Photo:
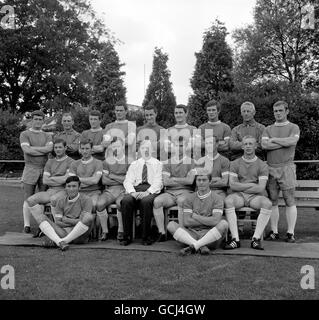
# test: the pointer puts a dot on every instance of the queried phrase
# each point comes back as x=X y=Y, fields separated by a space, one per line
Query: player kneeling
x=248 y=178
x=73 y=219
x=202 y=213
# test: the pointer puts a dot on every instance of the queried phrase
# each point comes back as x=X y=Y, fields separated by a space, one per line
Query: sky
x=176 y=26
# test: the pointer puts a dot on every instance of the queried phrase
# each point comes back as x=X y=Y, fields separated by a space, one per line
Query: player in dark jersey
x=95 y=134
x=36 y=146
x=248 y=177
x=249 y=127
x=214 y=127
x=70 y=136
x=180 y=129
x=150 y=131
x=73 y=218
x=56 y=171
x=89 y=170
x=217 y=165
x=178 y=178
x=114 y=171
x=122 y=128
x=280 y=140
x=203 y=224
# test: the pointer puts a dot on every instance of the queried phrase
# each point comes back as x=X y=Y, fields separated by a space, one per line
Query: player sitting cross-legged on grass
x=56 y=171
x=36 y=145
x=178 y=178
x=73 y=217
x=203 y=224
x=115 y=167
x=248 y=178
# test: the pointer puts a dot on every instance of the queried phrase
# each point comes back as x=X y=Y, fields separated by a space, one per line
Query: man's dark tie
x=144 y=173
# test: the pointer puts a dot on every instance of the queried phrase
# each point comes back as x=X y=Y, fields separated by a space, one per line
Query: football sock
x=210 y=237
x=291 y=215
x=274 y=219
x=48 y=230
x=184 y=237
x=262 y=221
x=159 y=218
x=26 y=214
x=119 y=221
x=79 y=229
x=232 y=222
x=103 y=217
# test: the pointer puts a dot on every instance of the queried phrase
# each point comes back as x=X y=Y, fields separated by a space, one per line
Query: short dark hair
x=38 y=113
x=95 y=113
x=84 y=141
x=281 y=103
x=122 y=104
x=59 y=140
x=182 y=106
x=72 y=179
x=67 y=114
x=215 y=137
x=115 y=139
x=213 y=103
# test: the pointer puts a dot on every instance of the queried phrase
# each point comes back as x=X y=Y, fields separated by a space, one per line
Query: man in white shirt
x=143 y=182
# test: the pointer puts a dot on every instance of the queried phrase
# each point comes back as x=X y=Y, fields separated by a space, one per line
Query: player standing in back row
x=280 y=140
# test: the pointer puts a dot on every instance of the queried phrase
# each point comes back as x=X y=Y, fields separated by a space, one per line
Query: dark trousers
x=128 y=207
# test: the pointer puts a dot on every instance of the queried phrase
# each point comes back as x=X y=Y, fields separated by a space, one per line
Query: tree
x=213 y=71
x=159 y=91
x=48 y=59
x=108 y=82
x=280 y=45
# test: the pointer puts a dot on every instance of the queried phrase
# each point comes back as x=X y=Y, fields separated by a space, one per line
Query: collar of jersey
x=204 y=196
x=96 y=130
x=62 y=159
x=87 y=161
x=121 y=121
x=74 y=199
x=32 y=130
x=251 y=160
x=281 y=124
x=214 y=158
x=181 y=126
x=215 y=123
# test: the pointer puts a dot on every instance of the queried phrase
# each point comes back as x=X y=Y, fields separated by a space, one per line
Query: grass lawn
x=110 y=274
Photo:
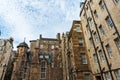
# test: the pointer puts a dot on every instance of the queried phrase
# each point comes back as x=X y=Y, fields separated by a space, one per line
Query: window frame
x=109 y=50
x=102 y=31
x=84 y=58
x=81 y=42
x=117 y=42
x=102 y=5
x=109 y=22
x=102 y=56
x=117 y=75
x=43 y=72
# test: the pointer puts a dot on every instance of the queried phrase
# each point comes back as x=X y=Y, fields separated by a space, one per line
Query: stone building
x=74 y=54
x=20 y=64
x=50 y=62
x=101 y=26
x=6 y=51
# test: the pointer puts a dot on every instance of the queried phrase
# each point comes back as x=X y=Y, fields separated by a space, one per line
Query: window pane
x=117 y=74
x=95 y=58
x=117 y=41
x=87 y=77
x=81 y=43
x=102 y=30
x=101 y=4
x=96 y=36
x=107 y=75
x=109 y=22
x=109 y=50
x=84 y=60
x=102 y=55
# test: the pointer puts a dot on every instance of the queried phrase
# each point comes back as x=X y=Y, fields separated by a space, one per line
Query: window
x=91 y=22
x=102 y=56
x=85 y=16
x=87 y=77
x=95 y=13
x=95 y=58
x=91 y=41
x=117 y=74
x=117 y=41
x=52 y=65
x=41 y=56
x=96 y=37
x=109 y=21
x=43 y=70
x=87 y=26
x=81 y=42
x=101 y=4
x=52 y=47
x=1 y=48
x=78 y=28
x=91 y=1
x=107 y=75
x=102 y=31
x=41 y=46
x=84 y=60
x=116 y=1
x=109 y=50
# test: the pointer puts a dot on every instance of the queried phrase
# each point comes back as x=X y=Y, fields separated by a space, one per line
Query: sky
x=29 y=18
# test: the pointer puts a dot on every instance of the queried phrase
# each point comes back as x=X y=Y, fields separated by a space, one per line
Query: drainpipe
x=117 y=32
x=94 y=47
x=101 y=42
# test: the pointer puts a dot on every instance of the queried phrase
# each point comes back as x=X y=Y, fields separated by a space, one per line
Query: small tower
x=20 y=62
x=34 y=65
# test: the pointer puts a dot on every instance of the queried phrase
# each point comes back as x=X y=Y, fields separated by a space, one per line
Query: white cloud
x=29 y=18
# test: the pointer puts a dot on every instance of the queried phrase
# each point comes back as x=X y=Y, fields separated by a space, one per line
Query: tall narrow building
x=75 y=59
x=50 y=61
x=6 y=52
x=100 y=21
====================
→ Tujuan: Susun seluruh baris data di atas menjadi tabel Markdown berkolom Nomor dan Baris, dengan nomor urut untuk setiap baris. Lewati baris kosong dan jangan sertakan gambarnya.

→ Hasil Latihan:
| Nomor | Baris |
|---|---|
| 1 | Photo: |
| 2 | # test: the pointer puts a dot on every instance of the queried phrase |
| 3 | # each point comes back as x=X y=Y, fields separated by a space, one per line |
| 4 | Query: player kneeling |
| 5 | x=248 y=178 |
| 6 | x=73 y=219 |
| 7 | x=202 y=213 |
| 8 | # test: the pointer puts a dot on every instance of the queried phrase |
| 9 | # each point comes back as x=X y=Y, fields separated by a space, one per line |
| 10 | Query: sky |
| 11 | x=176 y=26 |
| 12 | # test: the pointer puts a dot on every instance of the queried phrase |
| 13 | # each point comes back as x=X y=Y, fields separated by a space, one per line |
| 14 | Query: player in dark jersey |
| 15 | x=95 y=134 |
| 16 | x=36 y=146 |
| 17 | x=248 y=177 |
| 18 | x=249 y=127 |
| 19 | x=214 y=127 |
| 20 | x=70 y=136 |
| 21 | x=180 y=129 |
| 22 | x=150 y=131 |
| 23 | x=73 y=218 |
| 24 | x=56 y=171 |
| 25 | x=89 y=170 |
| 26 | x=217 y=165 |
| 27 | x=178 y=178 |
| 28 | x=114 y=171 |
| 29 | x=122 y=128 |
| 30 | x=280 y=140 |
| 31 | x=203 y=224 |
| 32 | # test: the pointer puts a dot on every instance of the queried phrase |
| 33 | # each point comes back as x=X y=Y, fields separated by a space, one per line |
| 34 | Query: player sitting cross-legged on grass |
| 35 | x=56 y=171 |
| 36 | x=36 y=145 |
| 37 | x=178 y=178 |
| 38 | x=73 y=217 |
| 39 | x=203 y=224 |
| 40 | x=115 y=167 |
| 41 | x=248 y=178 |
| 42 | # test: the pointer puts a dot on every instance of the queried phrase |
| 43 | # each point comes back as x=X y=Y, fields separated by a space, one per line |
| 44 | Query: man's dark tie |
| 45 | x=144 y=173 |
| 46 | # test: the pointer puts a dot on every instance of the queried phrase |
| 47 | # each point comes back as x=X y=Y, fields separated by a space, one per line |
| 48 | Query: football sock |
| 49 | x=210 y=237 |
| 50 | x=291 y=215 |
| 51 | x=274 y=219 |
| 52 | x=48 y=230 |
| 53 | x=184 y=237 |
| 54 | x=262 y=221 |
| 55 | x=159 y=218 |
| 56 | x=26 y=214 |
| 57 | x=119 y=221 |
| 58 | x=79 y=229 |
| 59 | x=232 y=222 |
| 60 | x=103 y=217 |
| 61 | # test: the pointer puts a dot on every instance of the queried phrase |
| 62 | # each point comes back as x=X y=Y, fields separated by a space, one per line |
| 63 | Query: short dark hair |
| 64 | x=38 y=113 |
| 65 | x=95 y=113 |
| 66 | x=84 y=141 |
| 67 | x=281 y=103 |
| 68 | x=122 y=104 |
| 69 | x=59 y=140 |
| 70 | x=182 y=106 |
| 71 | x=72 y=179 |
| 72 | x=67 y=114 |
| 73 | x=215 y=137 |
| 74 | x=115 y=139 |
| 75 | x=213 y=103 |
| 76 | # test: the pointer puts a dot on every instance of the queried phrase |
| 77 | # each point comes back as x=X y=Y, fields separated by a space, one per line |
| 78 | Query: man in white shirt |
| 79 | x=143 y=182 |
| 80 | # test: the pointer puts a dot on every instance of the queried phrase |
| 81 | # each point comes back as x=X y=Y, fields separated by a space, one per line |
| 82 | Query: player standing in back row |
| 83 | x=280 y=140 |
| 84 | # test: the pointer puts a dot on every instance of the queried phrase |
| 85 | # each point comes back as x=X y=Y, fields separated by a space, one per line |
| 86 | Query: dark trousers |
| 87 | x=128 y=207 |
| 88 | # test: the pointer puts a dot on every instance of the queried phrase |
| 89 | # each point comes back as x=X y=Y, fields separated by a space, one per line |
| 90 | Query: tree |
| 91 | x=213 y=71 |
| 92 | x=159 y=91 |
| 93 | x=48 y=59 |
| 94 | x=108 y=82 |
| 95 | x=280 y=45 |
| 96 | # test: the pointer puts a dot on every instance of the queried phrase |
| 97 | # each point comes back as x=X y=Y, fields separated by a space, one per line |
| 98 | Query: collar of jersey |
| 99 | x=204 y=196 |
| 100 | x=96 y=130 |
| 101 | x=62 y=159 |
| 102 | x=87 y=161 |
| 103 | x=121 y=121 |
| 104 | x=74 y=199 |
| 105 | x=32 y=130 |
| 106 | x=251 y=160 |
| 107 | x=281 y=124 |
| 108 | x=214 y=158 |
| 109 | x=181 y=126 |
| 110 | x=215 y=123 |
| 111 | # test: the pointer puts a dot on every instance of the queried phrase |
| 112 | # each point comes back as x=X y=Y, fields separated by a space, one per line |
| 113 | Query: grass lawn |
| 114 | x=110 y=274 |
| 115 | Photo: |
| 116 | # test: the pointer puts a dot on every instance of the queried phrase |
| 117 | # each point comes back as x=X y=Y, fields separated by a space, one per line |
| 118 | Query: window frame |
| 119 | x=109 y=50 |
| 120 | x=102 y=31 |
| 121 | x=84 y=58 |
| 122 | x=81 y=42 |
| 123 | x=117 y=42 |
| 124 | x=102 y=5 |
| 125 | x=109 y=22 |
| 126 | x=102 y=56 |
| 127 | x=117 y=75 |
| 128 | x=43 y=72 |
| 129 | # test: the pointer puts a dot on every instance of the queried phrase |
| 130 | # each point comes back as x=X y=Y, fields separated by a space, one per line |
| 131 | Query: stone building |
| 132 | x=74 y=54 |
| 133 | x=20 y=64 |
| 134 | x=50 y=62 |
| 135 | x=101 y=26 |
| 136 | x=6 y=51 |
| 137 | # test: the pointer puts a dot on every instance of the queried phrase |
| 138 | # each point comes back as x=X y=Y, fields separated by a space, one per line |
| 139 | Query: window pane |
| 140 | x=117 y=74 |
| 141 | x=95 y=58 |
| 142 | x=117 y=41 |
| 143 | x=87 y=77 |
| 144 | x=81 y=43 |
| 145 | x=102 y=30 |
| 146 | x=101 y=4 |
| 147 | x=96 y=36 |
| 148 | x=107 y=75 |
| 149 | x=109 y=22 |
| 150 | x=109 y=50 |
| 151 | x=84 y=60 |
| 152 | x=102 y=55 |
| 153 | # test: the pointer puts a dot on every instance of the queried phrase |
| 154 | # each point comes back as x=X y=Y, fields separated by a space, one per line |
| 155 | Query: window |
| 156 | x=91 y=22 |
| 157 | x=102 y=56 |
| 158 | x=85 y=16 |
| 159 | x=87 y=77 |
| 160 | x=95 y=13 |
| 161 | x=95 y=58 |
| 162 | x=91 y=41 |
| 163 | x=117 y=74 |
| 164 | x=117 y=41 |
| 165 | x=52 y=65 |
| 166 | x=41 y=56 |
| 167 | x=96 y=37 |
| 168 | x=109 y=21 |
| 169 | x=43 y=70 |
| 170 | x=87 y=26 |
| 171 | x=81 y=42 |
| 172 | x=101 y=4 |
| 173 | x=52 y=47 |
| 174 | x=1 y=48 |
| 175 | x=78 y=28 |
| 176 | x=91 y=1 |
| 177 | x=107 y=75 |
| 178 | x=102 y=31 |
| 179 | x=41 y=46 |
| 180 | x=84 y=60 |
| 181 | x=116 y=1 |
| 182 | x=109 y=50 |
| 183 | # test: the pointer puts a dot on every instance of the queried phrase |
| 184 | # each point comes back as x=X y=Y, fields separated by a space, one per line |
| 185 | Query: sky |
| 186 | x=29 y=18 |
| 187 | # test: the pointer puts a dot on every instance of the queried phrase |
| 188 | # each point comes back as x=X y=Y, fields separated by a space, one per line |
| 189 | Query: drainpipe |
| 190 | x=117 y=32 |
| 191 | x=94 y=47 |
| 192 | x=101 y=42 |
| 193 | # test: the pointer puts a dot on every instance of the queried phrase |
| 194 | # each point comes back as x=X y=Y, fields separated by a space, one per line |
| 195 | Query: small tower |
| 196 | x=20 y=62 |
| 197 | x=34 y=65 |
| 198 | # test: the pointer puts a dot on every instance of the queried phrase |
| 199 | # each point comes back as x=X y=Y, fields separated by a space, one per line |
| 200 | Query: white cloud |
| 201 | x=29 y=18 |
| 202 | # test: the pointer puts a dot on every instance of the queried phrase |
| 203 | # each point comes back as x=X y=Y, fields separated by a space, one per line |
| 204 | Query: tall narrow building |
| 205 | x=75 y=59 |
| 206 | x=50 y=61 |
| 207 | x=6 y=52 |
| 208 | x=100 y=21 |